Stated goal
Rescale everything from the line containing "the rear spoiler." down to the line containing "[[64, 208, 1152, 788]]". Reproduce each of those lines in full, requests included, but multiply every bounding-box coordinate in the answers by 0.45 and round to whole numbers, halves up, leaving the numbers in the requests and their format samples unchanged, and give only these lines.

Data to use
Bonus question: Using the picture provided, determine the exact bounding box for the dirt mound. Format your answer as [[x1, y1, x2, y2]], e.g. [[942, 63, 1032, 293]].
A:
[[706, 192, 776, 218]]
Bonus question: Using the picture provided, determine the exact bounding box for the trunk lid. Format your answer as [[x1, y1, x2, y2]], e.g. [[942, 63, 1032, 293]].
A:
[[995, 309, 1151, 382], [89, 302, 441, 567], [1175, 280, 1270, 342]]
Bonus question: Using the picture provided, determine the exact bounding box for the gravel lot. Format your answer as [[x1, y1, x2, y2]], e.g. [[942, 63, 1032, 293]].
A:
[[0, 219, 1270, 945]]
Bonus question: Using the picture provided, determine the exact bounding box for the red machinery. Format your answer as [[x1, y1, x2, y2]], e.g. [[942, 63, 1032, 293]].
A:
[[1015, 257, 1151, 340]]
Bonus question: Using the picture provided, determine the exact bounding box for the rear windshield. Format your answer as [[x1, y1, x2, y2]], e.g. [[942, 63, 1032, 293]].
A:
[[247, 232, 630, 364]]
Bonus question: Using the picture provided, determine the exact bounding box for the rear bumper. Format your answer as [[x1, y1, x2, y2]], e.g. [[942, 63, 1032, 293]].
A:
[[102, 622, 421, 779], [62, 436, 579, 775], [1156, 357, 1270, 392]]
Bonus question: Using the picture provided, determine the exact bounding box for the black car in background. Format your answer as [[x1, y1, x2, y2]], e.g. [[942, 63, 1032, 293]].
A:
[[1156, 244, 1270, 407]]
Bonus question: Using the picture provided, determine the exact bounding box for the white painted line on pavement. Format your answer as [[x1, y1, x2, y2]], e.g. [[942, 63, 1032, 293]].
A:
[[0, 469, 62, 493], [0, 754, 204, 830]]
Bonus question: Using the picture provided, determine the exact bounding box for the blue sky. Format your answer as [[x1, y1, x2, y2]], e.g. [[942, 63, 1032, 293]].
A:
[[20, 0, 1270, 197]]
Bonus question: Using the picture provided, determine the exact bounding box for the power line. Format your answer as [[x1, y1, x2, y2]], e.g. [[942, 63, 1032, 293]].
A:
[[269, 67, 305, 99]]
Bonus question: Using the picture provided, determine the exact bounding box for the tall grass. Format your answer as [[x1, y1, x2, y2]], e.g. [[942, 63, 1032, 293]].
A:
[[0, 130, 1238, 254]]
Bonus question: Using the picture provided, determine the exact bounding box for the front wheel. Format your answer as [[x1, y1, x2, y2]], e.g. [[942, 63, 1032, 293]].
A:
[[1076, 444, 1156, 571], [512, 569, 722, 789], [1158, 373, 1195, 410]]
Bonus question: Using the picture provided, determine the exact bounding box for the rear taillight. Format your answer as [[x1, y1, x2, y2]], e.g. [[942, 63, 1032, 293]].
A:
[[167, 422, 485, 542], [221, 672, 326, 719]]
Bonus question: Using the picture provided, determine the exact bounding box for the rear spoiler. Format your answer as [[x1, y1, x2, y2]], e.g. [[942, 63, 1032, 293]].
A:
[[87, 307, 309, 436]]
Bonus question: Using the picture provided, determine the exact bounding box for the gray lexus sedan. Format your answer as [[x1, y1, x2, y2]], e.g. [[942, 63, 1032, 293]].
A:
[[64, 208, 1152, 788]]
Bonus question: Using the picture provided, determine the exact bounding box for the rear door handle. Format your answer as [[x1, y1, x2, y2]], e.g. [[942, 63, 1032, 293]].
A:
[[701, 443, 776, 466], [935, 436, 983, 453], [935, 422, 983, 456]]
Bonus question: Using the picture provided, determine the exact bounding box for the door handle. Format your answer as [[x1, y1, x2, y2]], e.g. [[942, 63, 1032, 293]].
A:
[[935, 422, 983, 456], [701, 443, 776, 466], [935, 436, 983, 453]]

Full answer
Bonus question: Using the picture provided, determine the exact bounding box for the rear spoiler. Format your answer as [[x1, y1, x2, y2]], e.g. [[942, 63, 1032, 293]].
A:
[[39, 138, 139, 196]]
Bonus question: Using the picture provided, determine the exact bounding box for the gray lexus sedan. Format your answer as [[x1, y1, x2, y2]], e.g. [[942, 63, 1032, 293]].
A:
[[29, 94, 518, 355]]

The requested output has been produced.